=== Section Start ===

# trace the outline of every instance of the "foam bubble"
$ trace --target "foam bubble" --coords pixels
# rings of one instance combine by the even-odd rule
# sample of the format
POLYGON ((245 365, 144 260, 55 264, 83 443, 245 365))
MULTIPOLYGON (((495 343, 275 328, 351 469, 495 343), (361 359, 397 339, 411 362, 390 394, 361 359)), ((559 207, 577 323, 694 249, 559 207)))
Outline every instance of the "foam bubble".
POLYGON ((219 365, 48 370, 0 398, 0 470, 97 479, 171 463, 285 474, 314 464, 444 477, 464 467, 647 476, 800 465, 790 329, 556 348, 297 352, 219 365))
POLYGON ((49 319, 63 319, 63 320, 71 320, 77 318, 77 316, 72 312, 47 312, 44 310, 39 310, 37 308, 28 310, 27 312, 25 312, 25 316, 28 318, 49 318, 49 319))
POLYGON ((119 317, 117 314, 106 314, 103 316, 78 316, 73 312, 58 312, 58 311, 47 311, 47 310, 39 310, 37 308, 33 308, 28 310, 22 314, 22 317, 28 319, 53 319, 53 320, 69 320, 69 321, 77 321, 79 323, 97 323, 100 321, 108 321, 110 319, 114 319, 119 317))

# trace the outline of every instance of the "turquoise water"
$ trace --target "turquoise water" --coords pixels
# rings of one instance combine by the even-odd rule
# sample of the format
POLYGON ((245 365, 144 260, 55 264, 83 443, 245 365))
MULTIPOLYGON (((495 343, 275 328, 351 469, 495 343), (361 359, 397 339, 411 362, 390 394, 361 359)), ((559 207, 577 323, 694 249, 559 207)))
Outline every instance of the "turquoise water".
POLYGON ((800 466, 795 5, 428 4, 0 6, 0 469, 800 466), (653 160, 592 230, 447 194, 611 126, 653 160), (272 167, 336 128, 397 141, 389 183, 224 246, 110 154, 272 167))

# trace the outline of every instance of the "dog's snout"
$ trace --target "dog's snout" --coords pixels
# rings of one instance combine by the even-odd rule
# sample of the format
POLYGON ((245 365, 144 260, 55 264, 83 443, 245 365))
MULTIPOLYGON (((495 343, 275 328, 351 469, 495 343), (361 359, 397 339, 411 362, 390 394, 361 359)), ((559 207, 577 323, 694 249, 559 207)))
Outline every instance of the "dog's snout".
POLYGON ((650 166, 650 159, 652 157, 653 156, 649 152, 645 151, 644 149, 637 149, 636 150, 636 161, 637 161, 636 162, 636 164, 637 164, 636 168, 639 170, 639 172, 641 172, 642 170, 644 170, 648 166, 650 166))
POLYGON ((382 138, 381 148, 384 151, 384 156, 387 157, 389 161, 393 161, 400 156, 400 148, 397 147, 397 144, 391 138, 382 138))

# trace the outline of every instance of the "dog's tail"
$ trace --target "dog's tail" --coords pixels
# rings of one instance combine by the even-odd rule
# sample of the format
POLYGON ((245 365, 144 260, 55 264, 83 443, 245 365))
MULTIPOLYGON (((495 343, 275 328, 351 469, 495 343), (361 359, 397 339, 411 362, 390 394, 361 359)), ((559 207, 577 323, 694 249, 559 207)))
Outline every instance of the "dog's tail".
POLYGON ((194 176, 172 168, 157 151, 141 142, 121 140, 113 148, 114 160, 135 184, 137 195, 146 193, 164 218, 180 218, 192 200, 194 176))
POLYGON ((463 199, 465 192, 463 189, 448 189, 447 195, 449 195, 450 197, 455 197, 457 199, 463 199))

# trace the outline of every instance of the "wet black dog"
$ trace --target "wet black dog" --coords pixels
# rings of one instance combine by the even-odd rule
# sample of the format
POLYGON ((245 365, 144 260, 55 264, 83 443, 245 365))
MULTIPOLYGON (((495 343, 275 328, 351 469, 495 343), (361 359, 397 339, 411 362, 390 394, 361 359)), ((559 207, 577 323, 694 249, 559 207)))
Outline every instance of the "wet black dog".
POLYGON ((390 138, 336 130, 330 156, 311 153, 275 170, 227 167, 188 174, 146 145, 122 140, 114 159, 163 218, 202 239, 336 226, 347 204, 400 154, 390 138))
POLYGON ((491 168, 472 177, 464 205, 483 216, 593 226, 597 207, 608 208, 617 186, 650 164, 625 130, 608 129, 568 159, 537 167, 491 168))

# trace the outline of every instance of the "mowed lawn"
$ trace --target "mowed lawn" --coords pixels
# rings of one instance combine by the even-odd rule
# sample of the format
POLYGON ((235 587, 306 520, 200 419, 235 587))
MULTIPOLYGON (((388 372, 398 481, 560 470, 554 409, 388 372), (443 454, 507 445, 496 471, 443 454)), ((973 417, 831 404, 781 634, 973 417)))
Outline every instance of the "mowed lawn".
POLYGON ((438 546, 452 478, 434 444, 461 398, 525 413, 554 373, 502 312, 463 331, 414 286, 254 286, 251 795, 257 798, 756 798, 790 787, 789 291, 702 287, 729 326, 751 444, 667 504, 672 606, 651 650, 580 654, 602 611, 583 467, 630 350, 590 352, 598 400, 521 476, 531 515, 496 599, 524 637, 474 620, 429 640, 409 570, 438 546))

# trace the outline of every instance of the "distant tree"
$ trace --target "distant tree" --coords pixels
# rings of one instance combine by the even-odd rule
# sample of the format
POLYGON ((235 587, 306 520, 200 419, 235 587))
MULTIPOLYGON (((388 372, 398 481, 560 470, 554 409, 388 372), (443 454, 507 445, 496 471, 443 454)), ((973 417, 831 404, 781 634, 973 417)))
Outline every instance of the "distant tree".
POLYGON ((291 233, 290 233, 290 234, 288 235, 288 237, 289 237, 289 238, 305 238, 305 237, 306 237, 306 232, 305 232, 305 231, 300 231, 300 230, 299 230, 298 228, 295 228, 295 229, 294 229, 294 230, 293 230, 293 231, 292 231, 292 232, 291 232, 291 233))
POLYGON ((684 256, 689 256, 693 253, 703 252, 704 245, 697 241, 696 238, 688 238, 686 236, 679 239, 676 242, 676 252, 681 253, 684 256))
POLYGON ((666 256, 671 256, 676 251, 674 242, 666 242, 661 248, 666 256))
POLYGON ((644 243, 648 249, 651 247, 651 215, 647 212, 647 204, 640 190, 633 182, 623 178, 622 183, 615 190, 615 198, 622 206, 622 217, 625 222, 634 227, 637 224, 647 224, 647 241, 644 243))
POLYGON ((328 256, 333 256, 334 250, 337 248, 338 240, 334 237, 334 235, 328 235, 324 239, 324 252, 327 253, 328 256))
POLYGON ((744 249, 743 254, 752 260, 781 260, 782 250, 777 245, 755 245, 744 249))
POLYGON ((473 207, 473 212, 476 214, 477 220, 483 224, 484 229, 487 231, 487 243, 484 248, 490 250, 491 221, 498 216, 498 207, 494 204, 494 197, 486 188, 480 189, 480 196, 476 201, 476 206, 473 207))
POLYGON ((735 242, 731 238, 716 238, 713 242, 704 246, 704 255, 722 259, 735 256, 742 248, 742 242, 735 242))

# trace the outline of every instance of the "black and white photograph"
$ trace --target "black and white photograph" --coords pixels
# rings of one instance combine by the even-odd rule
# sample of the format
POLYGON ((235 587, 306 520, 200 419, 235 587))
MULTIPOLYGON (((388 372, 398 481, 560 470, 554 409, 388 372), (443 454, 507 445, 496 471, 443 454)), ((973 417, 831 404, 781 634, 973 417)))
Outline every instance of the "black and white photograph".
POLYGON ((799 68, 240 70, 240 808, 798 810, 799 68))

=== Section End ===
=== Section Start ===

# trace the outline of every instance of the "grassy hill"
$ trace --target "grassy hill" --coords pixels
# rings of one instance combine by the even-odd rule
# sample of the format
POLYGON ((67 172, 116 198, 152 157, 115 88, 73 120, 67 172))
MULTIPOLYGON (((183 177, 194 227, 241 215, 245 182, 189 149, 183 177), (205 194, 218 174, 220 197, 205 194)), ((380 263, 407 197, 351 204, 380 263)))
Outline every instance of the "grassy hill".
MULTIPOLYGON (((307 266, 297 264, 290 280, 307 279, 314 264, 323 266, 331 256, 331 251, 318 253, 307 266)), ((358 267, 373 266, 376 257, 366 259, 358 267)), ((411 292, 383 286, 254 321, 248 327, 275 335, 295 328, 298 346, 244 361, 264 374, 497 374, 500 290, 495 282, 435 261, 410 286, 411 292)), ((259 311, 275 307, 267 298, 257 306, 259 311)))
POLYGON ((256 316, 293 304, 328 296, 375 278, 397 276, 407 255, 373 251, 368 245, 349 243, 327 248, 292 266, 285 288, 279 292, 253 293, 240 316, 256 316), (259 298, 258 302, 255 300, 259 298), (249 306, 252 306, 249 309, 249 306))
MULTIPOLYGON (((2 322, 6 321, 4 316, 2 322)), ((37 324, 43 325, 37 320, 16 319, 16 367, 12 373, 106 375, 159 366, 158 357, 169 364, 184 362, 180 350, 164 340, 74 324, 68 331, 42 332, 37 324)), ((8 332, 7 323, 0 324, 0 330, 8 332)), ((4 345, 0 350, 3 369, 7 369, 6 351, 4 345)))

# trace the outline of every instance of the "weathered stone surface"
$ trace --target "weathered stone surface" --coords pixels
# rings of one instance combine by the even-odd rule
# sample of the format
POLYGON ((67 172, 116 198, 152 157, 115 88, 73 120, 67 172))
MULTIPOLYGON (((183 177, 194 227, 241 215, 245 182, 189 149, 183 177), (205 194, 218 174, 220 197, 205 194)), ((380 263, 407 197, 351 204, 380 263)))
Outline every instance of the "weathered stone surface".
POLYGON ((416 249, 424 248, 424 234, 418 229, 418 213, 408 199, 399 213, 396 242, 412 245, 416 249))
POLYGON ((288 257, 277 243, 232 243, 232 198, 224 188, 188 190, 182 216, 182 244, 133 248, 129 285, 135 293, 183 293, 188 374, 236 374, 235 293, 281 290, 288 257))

=== Section End ===

In the listing, find every line with the word "pixels" and return it.

$ trace --target "foam bubble" --coords pixels
$ trace --target "turquoise water" --coords pixels
$ trace --target "dog's snout" --coords pixels
$ trace --target "dog's tail" --coords pixels
$ trace --target "wet black dog" --coords pixels
$ trace --target "mowed lawn" --coords pixels
$ trace --target "distant tree" --coords pixels
$ trace --target "black and white photograph" --coords pixels
$ trace --target "grassy hill" --coords pixels
$ trace --target "weathered stone surface" --coords pixels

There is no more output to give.